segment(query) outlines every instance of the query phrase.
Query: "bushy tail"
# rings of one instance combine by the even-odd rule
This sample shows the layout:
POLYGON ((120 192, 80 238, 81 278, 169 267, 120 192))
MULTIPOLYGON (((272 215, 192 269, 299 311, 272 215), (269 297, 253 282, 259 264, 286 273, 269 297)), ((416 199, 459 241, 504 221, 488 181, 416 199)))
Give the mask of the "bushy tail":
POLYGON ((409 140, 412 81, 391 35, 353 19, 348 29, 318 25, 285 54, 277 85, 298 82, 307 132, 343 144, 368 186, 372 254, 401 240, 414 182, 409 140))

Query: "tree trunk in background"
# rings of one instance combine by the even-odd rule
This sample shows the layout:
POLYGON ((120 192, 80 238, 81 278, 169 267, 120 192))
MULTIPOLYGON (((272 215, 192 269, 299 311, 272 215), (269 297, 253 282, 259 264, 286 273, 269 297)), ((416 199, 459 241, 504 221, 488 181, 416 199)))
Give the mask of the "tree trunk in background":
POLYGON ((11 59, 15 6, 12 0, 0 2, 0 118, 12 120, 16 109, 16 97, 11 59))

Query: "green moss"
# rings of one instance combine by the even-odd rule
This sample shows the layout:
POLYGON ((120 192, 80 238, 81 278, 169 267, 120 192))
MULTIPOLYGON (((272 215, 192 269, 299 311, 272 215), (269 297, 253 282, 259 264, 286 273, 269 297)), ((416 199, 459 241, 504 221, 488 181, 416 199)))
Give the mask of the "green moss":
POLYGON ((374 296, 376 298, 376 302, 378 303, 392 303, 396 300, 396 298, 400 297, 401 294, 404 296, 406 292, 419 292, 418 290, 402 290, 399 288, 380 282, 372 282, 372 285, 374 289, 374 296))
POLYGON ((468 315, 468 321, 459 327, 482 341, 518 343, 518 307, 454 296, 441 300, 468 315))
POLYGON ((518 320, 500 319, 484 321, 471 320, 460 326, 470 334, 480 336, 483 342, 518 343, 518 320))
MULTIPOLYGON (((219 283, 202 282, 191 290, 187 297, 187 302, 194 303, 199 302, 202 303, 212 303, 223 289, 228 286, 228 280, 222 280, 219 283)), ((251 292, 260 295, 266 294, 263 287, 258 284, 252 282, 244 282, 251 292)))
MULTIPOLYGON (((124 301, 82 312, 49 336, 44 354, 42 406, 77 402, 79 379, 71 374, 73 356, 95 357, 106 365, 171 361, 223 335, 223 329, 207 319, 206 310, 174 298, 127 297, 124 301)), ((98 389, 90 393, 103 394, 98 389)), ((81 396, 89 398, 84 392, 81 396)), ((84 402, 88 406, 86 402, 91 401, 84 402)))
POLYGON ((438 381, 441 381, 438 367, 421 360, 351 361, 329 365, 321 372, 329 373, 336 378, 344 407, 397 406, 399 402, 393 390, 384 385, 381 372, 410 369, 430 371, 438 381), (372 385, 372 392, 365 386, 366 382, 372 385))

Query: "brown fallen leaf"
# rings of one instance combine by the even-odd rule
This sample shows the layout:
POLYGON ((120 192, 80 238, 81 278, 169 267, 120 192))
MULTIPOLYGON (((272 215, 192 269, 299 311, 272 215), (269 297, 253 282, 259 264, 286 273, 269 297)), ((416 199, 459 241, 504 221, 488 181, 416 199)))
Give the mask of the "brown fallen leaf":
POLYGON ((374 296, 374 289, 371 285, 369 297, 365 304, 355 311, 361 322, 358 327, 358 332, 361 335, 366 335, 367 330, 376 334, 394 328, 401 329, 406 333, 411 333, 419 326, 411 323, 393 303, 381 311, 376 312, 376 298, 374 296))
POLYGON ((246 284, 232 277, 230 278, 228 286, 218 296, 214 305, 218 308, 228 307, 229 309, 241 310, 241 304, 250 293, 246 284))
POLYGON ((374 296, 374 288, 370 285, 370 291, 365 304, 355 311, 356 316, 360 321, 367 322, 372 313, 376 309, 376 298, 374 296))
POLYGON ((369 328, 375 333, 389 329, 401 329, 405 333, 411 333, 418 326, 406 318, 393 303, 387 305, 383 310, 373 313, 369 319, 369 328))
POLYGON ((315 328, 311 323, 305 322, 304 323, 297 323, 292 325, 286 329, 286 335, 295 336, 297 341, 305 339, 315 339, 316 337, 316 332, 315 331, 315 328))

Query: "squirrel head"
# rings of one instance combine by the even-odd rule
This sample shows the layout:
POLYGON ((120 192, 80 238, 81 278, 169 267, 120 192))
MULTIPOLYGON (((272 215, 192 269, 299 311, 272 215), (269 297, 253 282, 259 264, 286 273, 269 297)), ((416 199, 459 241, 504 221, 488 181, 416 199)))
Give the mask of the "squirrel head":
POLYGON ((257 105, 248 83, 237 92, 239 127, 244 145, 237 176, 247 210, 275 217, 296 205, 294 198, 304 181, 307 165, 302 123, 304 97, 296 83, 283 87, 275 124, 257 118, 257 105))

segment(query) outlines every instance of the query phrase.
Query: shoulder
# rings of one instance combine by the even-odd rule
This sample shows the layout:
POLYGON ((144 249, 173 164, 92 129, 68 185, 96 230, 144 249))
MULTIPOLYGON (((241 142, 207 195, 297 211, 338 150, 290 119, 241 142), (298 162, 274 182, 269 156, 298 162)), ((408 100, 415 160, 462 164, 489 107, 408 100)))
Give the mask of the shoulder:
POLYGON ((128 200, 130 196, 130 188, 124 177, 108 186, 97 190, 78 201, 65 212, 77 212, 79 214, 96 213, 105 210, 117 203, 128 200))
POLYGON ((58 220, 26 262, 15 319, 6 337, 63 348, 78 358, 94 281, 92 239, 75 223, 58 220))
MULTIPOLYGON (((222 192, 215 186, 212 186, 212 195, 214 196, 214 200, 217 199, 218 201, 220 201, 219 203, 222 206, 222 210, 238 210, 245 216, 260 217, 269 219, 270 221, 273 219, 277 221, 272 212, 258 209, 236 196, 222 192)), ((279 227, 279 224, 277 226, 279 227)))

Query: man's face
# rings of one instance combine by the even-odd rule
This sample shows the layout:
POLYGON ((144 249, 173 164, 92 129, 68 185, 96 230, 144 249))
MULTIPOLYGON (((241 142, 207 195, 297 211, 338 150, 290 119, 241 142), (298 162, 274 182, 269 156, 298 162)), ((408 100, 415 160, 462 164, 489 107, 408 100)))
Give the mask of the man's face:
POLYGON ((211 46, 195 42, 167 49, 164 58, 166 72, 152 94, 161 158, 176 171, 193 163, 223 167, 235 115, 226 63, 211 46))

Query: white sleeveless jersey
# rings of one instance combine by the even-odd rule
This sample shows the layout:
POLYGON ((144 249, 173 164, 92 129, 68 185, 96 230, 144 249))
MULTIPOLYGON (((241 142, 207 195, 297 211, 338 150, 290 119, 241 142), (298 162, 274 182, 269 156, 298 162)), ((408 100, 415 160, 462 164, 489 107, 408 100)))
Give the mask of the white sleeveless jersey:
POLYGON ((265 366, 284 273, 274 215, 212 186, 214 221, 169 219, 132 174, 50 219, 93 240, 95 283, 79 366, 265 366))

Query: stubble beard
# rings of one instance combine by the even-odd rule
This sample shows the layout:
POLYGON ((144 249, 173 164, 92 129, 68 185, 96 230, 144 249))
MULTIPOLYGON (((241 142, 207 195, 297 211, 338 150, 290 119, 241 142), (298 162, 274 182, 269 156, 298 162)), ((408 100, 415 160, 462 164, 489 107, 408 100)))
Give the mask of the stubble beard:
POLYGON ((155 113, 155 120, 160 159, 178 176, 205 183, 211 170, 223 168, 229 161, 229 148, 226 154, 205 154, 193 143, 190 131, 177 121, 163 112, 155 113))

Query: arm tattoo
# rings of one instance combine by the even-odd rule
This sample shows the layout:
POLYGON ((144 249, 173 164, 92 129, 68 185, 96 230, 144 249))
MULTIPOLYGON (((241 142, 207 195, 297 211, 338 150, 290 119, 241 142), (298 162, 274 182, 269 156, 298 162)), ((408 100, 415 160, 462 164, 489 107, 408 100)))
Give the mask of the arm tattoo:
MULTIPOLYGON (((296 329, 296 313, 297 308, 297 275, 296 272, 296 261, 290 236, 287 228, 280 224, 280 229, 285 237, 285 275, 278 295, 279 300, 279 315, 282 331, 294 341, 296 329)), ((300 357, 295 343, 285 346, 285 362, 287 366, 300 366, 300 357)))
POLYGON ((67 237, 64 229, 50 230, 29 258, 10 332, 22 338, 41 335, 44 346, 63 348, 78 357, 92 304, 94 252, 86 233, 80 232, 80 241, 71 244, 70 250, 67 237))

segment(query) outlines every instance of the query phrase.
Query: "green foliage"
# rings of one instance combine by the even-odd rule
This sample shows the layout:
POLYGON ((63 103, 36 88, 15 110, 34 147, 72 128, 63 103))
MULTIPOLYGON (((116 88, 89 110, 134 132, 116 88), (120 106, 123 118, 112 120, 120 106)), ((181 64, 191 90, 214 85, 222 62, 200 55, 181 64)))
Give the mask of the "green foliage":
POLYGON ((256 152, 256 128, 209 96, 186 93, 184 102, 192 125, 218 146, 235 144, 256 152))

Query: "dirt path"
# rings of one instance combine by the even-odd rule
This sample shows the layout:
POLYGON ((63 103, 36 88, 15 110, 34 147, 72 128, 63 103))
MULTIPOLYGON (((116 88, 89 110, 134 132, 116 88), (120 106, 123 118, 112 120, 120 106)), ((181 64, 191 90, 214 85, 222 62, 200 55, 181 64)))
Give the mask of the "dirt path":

The exercise: Pull out each line of the records that contains the string "green", matching case exactly.

Written response:
Query: "green moss"
Give the mask of the "green moss":
Query: "green foliage"
Give the mask of the "green foliage":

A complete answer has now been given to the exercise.